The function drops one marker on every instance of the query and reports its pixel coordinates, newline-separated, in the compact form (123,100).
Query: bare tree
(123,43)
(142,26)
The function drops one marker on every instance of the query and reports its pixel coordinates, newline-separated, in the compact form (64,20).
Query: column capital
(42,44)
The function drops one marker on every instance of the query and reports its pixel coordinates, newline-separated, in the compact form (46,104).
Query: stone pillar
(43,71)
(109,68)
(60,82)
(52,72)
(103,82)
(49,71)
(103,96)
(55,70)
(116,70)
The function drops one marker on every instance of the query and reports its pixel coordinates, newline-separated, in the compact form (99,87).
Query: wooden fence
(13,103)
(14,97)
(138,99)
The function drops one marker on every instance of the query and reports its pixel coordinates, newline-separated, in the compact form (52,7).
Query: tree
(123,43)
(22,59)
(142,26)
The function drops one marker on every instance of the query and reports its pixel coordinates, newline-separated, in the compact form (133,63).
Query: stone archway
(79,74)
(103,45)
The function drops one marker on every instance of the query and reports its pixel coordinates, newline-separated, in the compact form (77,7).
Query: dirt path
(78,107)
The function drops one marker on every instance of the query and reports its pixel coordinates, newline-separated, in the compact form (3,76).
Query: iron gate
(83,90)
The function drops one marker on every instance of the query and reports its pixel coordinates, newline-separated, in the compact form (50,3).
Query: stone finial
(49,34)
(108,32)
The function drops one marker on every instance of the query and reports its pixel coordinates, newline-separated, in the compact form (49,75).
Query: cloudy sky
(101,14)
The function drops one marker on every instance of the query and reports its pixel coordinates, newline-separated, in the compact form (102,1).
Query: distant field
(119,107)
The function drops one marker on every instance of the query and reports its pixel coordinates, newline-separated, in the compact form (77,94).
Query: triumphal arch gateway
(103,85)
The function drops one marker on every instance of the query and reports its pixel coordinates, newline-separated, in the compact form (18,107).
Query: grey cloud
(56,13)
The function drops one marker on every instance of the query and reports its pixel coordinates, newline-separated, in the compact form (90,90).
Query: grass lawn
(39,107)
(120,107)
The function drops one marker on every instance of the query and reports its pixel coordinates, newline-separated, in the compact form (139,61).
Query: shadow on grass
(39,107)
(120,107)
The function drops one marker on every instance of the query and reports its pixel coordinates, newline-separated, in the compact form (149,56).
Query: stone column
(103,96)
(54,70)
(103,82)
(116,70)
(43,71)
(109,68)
________________________________________
Instructions to follow: Copy each record from above without leaving any out.

Your response:
The function drops one marker on every instance of the query and reports its pixel coordinates, newline-separated, in the compact form (123,100).
Query: bare tree
(123,43)
(142,26)
The function drops one marker on every instance of the query and reports its pixel coordinates, newline-separated, in the compact form (64,20).
Query: column capital
(42,44)
The function drops one marker on every instance of the query and reports its pixel coordinates, newline-separated, in the compact form (46,104).
Query: stone pillar
(43,71)
(109,68)
(60,82)
(52,72)
(103,82)
(49,71)
(103,96)
(55,70)
(116,70)
The function drops one marker on every instance of the query and reports its pixel coordinates, newline-separated, in the compact form (99,87).
Query: wooden fence
(13,103)
(14,97)
(138,99)
The function drops one marker on every instance of the query and reports its pixel coordinates, newline-separated, in the compact form (52,7).
Query: tree
(123,43)
(22,59)
(142,26)
The function drops one marker on every instance of the query and reports its pixel coordinates, newline-separated, in the compact form (133,63).
Query: stone archway
(79,74)
(103,45)
The function drops one marker on every instance of the query and reports its pixel coordinates, newline-separated, in the compact form (77,7).
Query: dirt path
(78,107)
The function drops one marker on every instance of the query and reports its pixel coordinates, newline-separated, in the compact form (3,76).
Query: iron gate
(83,90)
The function drops one marker on every instance of the query and reports its pixel coordinates, newline-separated, in the compact form (50,3).
Query: stone finial
(49,34)
(108,32)
The function drops one marker on every instance of the query and reports its pixel coordinates, newline-separated, in the compact form (49,75).
Query: cloudy sky
(101,14)
The function drops one marker on every instance of the query and reports its pixel coordinates, newline-separated, in the compact form (102,1).
Query: distant field
(119,107)
The function drops one marker on every instance of the query and reports its pixel coordinates, newline-separated, in the compact form (77,94).
Query: triumphal arch gateway
(103,85)
The function drops one marker on every instance of the query and reports its pixel coordinates, newline-separated, in the compact form (18,107).
Query: grey cloud
(56,13)
The function drops one marker on every instance of the query and reports its pixel coordinates, newline-separated, in the compact form (90,90).
Query: grass lawn
(39,107)
(120,107)
The function drops one marker on every instance of the query and reports its pixel coordinates, newline-separated, in the compact form (139,61).
Query: shadow on grass
(39,107)
(120,107)
The function drops one marker on every instance of the query and reports its pixel coordinates, newline-separated, in the compact form (149,56).
Query: stone column
(103,96)
(54,70)
(103,82)
(116,70)
(43,71)
(109,68)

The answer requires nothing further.